WHAT IS REQUIRED
Take the listing and print it in full, exactly as given.

══════════════════════════════

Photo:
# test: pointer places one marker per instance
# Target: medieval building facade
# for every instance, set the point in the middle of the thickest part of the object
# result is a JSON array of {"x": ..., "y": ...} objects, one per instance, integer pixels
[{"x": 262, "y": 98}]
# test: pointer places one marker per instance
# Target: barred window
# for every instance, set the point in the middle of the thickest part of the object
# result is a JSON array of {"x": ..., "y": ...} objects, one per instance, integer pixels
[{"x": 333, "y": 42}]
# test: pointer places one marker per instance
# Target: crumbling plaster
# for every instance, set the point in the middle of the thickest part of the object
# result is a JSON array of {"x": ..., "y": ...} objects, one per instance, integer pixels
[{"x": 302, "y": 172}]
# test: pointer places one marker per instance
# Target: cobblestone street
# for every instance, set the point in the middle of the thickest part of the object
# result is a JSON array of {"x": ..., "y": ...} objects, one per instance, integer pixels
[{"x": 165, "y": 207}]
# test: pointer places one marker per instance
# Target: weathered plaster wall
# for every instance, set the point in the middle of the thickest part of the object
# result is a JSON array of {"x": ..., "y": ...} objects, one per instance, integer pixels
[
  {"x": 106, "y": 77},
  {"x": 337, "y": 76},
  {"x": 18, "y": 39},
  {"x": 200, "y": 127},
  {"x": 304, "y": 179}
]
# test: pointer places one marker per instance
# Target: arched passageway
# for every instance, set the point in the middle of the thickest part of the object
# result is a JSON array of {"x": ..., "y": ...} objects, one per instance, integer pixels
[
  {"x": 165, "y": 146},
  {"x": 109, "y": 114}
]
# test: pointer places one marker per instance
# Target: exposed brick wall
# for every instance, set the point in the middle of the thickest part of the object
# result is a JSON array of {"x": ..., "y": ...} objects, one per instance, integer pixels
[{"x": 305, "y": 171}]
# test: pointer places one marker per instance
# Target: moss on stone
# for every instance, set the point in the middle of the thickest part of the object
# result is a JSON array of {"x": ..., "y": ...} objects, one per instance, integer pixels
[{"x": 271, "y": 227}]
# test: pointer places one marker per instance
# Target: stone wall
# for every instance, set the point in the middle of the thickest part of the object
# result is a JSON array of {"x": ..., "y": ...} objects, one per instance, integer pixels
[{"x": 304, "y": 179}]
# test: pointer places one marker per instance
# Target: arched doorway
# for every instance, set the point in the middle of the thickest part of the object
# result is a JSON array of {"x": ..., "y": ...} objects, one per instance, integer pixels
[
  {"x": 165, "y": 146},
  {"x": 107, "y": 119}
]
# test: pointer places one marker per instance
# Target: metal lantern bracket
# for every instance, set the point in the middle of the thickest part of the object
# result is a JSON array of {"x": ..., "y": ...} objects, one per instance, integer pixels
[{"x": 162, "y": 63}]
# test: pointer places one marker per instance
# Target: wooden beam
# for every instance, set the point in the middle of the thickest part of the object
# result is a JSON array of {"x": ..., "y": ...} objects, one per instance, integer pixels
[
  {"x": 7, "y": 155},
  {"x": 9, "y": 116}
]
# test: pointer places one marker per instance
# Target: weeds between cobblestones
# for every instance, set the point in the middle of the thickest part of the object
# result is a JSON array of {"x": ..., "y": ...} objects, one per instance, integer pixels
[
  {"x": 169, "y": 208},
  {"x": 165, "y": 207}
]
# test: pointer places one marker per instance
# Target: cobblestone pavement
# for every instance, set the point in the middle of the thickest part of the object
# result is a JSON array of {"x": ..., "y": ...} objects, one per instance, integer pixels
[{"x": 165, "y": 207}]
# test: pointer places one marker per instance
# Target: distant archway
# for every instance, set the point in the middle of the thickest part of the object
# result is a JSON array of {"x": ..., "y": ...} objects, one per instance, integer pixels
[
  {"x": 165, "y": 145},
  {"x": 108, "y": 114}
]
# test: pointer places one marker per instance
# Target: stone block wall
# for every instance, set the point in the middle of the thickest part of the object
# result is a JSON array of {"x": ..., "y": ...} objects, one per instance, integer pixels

══════════════════════════════

RESULT OF THIS EXERCISE
Photo:
# test: pointer places one marker per instance
# Target: medieval building facade
# for every instance, set the point in the middle of the thickest part of the object
# result is a JSON array of {"x": ..., "y": ...} objects, one per instance, integer pixels
[{"x": 262, "y": 98}]
# test: pointer places one marker per instance
# Target: barred window
# for every instance, set the point in the middle of the thickest part of the object
# result is a JSON array of {"x": ..., "y": ...} objects, one per instance, integer pixels
[{"x": 333, "y": 42}]
# test: pointer places one marker per instance
# Target: crumbling plaster
# for every instance, set the point in the middle of the thickest part of the object
# result is a JSON array of {"x": ..., "y": ...} objects, one per instance, integer pixels
[{"x": 302, "y": 172}]
# test: pointer places one marker per instance
# Target: cobblestone street
# for every instance, set the point in the middle of the thickest part of the object
# result is a JSON array of {"x": ..., "y": ...} objects, one per instance, integer pixels
[{"x": 165, "y": 207}]
# test: pointer places one marker per instance
# Target: weathered plaster wall
# for every instance, set the point in the middle of the thickest part of the object
# result is a JSON array of {"x": ..., "y": ...} objects, one per instance, integer pixels
[
  {"x": 106, "y": 77},
  {"x": 337, "y": 76},
  {"x": 18, "y": 39},
  {"x": 200, "y": 127},
  {"x": 304, "y": 179}
]
# test: pointer places one marker per instance
# Target: arched passageway
# for every instance, set the point in the middle of the thickest part of the object
# result is a JSON array of {"x": ..., "y": ...} objects, one per instance, integer pixels
[
  {"x": 165, "y": 146},
  {"x": 109, "y": 114}
]
# test: pointer places one marker per instance
# Target: exposed brick wall
# for every instance, set the point in the middle of the thickest part of the object
# result is a JSON array of {"x": ..., "y": ...} objects, one per instance, integer pixels
[{"x": 305, "y": 171}]
# test: pointer places one marker per instance
# Target: moss on stone
# for every instance, set the point in the middle of the thickest part of the object
# result is a JSON array of {"x": ..., "y": ...} objects, one per instance, integer pixels
[{"x": 271, "y": 227}]
# test: pointer places one marker per instance
# Target: stone wall
# for every instance, set the point in the middle of the thickest part of the object
# result is a JSON array of {"x": ..., "y": ...} objects, one per instance, integer pixels
[{"x": 304, "y": 179}]
# test: pointer places one marker per instance
# Target: arched doorway
# for every instance, set the point in the middle of the thickest part of the object
# result is a JSON array of {"x": ..., "y": ...} objects, one per instance, integer pixels
[
  {"x": 165, "y": 146},
  {"x": 107, "y": 119}
]
# test: pointer places one marker per instance
# Target: metal lantern bracket
# for every instance, set the point in the middle of the thickest part of the object
# result is a JSON array of {"x": ..., "y": ...} objects, one per instance, integer pixels
[{"x": 162, "y": 63}]
# test: pointer places one marker per instance
# Target: wooden beam
# for every instance, set the point in the middle of the thickest part of the object
# result is a JSON array of {"x": ..., "y": ...} objects, one per instance, integer pixels
[
  {"x": 7, "y": 155},
  {"x": 9, "y": 116}
]
# test: pointer places one marker per instance
# Target: weeds between cobblestones
# for every instance, set the point in the middle of the thickest part of the object
# result is a JSON array of {"x": ..., "y": ...} objects, one per instance, integer pixels
[
  {"x": 169, "y": 208},
  {"x": 165, "y": 207}
]
# test: pointer places one marker per instance
# Target: cobblestone pavement
# for every instance, set the point in the middle of the thickest part of the object
# result is a JSON array of {"x": ..., "y": ...} objects, one per instance, integer pixels
[{"x": 165, "y": 207}]
# test: pointer places one marker per instance
# Target: distant archway
# for every instance, set the point in the middle of the thickest part of the object
# result is a JSON array of {"x": ..., "y": ...} objects, one per instance, integer pixels
[
  {"x": 165, "y": 145},
  {"x": 108, "y": 114}
]
# test: pointer places one marker per instance
# Target: stone block wall
# for every instance, set the point in the middle of the thickest part of the object
# result is a JSON array of {"x": ..., "y": ...} objects, one per instance, integer pixels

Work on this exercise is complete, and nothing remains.